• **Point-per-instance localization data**
+++

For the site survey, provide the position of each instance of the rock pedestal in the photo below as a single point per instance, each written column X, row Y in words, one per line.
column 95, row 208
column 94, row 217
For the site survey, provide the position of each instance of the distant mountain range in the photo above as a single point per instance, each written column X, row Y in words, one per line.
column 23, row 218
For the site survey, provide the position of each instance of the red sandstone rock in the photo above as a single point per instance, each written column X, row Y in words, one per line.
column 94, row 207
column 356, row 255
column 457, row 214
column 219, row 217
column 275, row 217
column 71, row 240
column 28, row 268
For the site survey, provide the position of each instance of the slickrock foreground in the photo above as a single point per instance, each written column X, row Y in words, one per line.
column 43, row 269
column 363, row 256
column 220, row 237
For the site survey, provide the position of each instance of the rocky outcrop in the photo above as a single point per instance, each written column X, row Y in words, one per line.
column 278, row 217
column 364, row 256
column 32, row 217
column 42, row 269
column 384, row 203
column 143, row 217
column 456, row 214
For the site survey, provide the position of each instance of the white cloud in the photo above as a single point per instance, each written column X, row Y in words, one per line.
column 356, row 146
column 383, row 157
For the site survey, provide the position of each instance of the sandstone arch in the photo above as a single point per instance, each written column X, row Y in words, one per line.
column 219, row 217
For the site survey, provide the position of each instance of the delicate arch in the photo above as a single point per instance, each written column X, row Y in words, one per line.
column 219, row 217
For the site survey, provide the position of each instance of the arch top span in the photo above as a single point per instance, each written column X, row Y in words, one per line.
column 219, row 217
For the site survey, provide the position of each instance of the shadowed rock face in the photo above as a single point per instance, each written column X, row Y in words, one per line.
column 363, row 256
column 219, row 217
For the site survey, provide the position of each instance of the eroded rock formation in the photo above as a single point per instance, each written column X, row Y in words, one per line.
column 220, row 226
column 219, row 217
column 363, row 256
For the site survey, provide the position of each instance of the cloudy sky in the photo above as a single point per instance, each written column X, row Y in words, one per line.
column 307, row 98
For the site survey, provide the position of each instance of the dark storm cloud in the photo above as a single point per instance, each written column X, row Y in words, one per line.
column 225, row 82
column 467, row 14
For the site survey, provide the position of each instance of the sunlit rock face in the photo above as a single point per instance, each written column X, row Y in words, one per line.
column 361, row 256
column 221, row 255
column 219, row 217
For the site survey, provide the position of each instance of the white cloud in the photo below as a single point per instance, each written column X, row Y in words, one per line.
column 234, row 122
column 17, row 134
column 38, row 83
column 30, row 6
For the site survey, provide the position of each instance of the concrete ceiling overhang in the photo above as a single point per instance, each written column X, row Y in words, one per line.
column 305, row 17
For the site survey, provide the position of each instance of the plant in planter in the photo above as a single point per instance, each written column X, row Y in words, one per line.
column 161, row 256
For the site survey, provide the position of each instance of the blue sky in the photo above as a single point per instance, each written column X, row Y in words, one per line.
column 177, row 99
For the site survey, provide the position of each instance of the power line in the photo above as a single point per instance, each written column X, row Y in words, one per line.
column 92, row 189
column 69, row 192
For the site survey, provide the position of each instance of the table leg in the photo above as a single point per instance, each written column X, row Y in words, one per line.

+++

• **Exercise prompt**
Reproduce each entry above without a single difference.

• **Result of this task**
For the site survey, provide the position of each instance of the rock pedestal in the photo below as a single point per instance, each written column X, row Y in words, one per line.
column 95, row 208
column 94, row 217
For the site survey, provide the position of each instance of the distant mountain range in the photo above as a single point per instance, each written column X, row Y in words, one per line.
column 23, row 218
For the site survey, provide the position of each instance of the red sandstone rock in the photo above as a single point per instance, each written column X, row Y in words, one per line.
column 94, row 207
column 356, row 255
column 457, row 214
column 219, row 217
column 275, row 217
column 71, row 240
column 28, row 268
For the site survey, provide the position of each instance of the slickrock foreground in the photo above as a single point per instance, each written column X, row Y in words, one per line.
column 43, row 269
column 363, row 256
column 220, row 237
For the site survey, provide the position of each instance of the rocky outcrop in the photo above as a single point per instance, each written column X, row Y in words, one per line.
column 278, row 217
column 364, row 256
column 32, row 217
column 42, row 269
column 384, row 203
column 143, row 217
column 456, row 214
For the site survey, provide the position of each instance of the white cloud in the photo above as a single point per instance, each written column X, row Y in words, one per line.
column 356, row 146
column 383, row 157
For the site survey, provide the position of each instance of the sandstone arch in the photo above as a single point per instance, each written column X, row Y in words, one per line.
column 219, row 217
For the site survey, provide the position of each instance of the delicate arch in the photo above as a single point per instance, each written column X, row Y in words, one per line.
column 219, row 217
For the site survey, provide the position of each instance of the arch top span in the photo above as a single point per instance, each written column X, row Y in words, one per line.
column 219, row 217
For the site survey, provide the position of each instance of the shadowed rock face in the photo above as a single point per instance, each written column X, row Y in words, one per line.
column 363, row 256
column 219, row 217
For the site survey, provide the position of each instance of the eroded rock formation in the photo above as a single point per instance, each written column X, row Y in words, one per line.
column 220, row 226
column 219, row 217
column 363, row 256
For the site survey, provide the position of each instance of the cloudy sky in the photo above as a single point per instance, each written column X, row Y in words, one per line.
column 307, row 98
For the site survey, provide the position of each instance of the dark storm cloud in the photo above as a single point per instance, each written column X, row Y in words, one per line.
column 225, row 82
column 467, row 14
For the site survey, provide the position of each instance of the sunlit rock face in the photo above as a single point per instance, each written column X, row Y in words, one per line.
column 361, row 256
column 221, row 255
column 219, row 217
For the site survey, provide the position of each instance of the white cloud in the photo below as a single point per instance, each written column X, row Y in words, one per line.
column 234, row 122
column 17, row 134
column 38, row 83
column 30, row 6
For the site survey, provide the position of each instance of the concrete ceiling overhang in the photo above as a single point per instance, each written column X, row Y in words, one per line.
column 305, row 17
For the site survey, provide the position of each instance of the plant in planter in the photo above as a single point per instance, each written column X, row Y in words, one per line.
column 161, row 256
For the site survey, provide the position of each instance of the blue sky in the photo above as a single point per instance, each written column X, row Y in words, one per line.
column 177, row 99
For the site survey, provide the position of each instance of the power line in the photo above as a single point per instance, each written column X, row Y in words, one per line.
column 92, row 189
column 69, row 192
For the site survey, provide the position of each instance of the table leg in the photo above as a single point per instance, each written column X, row Y in words, one per line.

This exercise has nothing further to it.